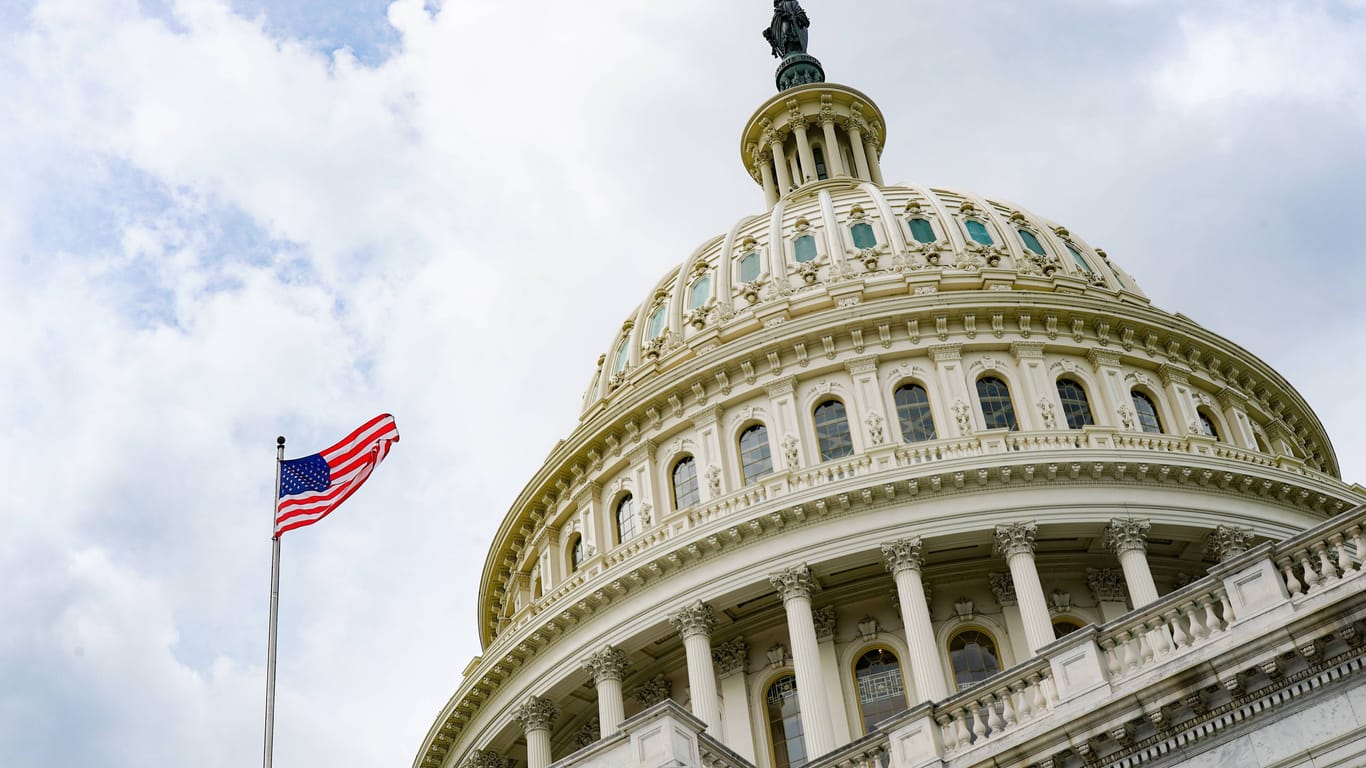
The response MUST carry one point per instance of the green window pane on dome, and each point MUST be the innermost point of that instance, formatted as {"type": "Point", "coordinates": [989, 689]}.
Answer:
{"type": "Point", "coordinates": [750, 268]}
{"type": "Point", "coordinates": [863, 235]}
{"type": "Point", "coordinates": [701, 291]}
{"type": "Point", "coordinates": [978, 232]}
{"type": "Point", "coordinates": [922, 231]}
{"type": "Point", "coordinates": [657, 321]}
{"type": "Point", "coordinates": [1032, 242]}
{"type": "Point", "coordinates": [1078, 258]}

──────────────────────────────

:: WHAT THE TASK ASKS ::
Find each line of the listing above containing the string "type" and copy those lines out in full. Case counts.

:: ANSWER TO THE PROBLEM ::
The response MUST carry one point per instance of the green window pane on dome, and each point MUST be the innermost point of that instance, formatted as {"type": "Point", "coordinates": [989, 689]}.
{"type": "Point", "coordinates": [750, 268]}
{"type": "Point", "coordinates": [863, 235]}
{"type": "Point", "coordinates": [701, 291]}
{"type": "Point", "coordinates": [978, 232]}
{"type": "Point", "coordinates": [922, 231]}
{"type": "Point", "coordinates": [657, 321]}
{"type": "Point", "coordinates": [1032, 242]}
{"type": "Point", "coordinates": [1078, 258]}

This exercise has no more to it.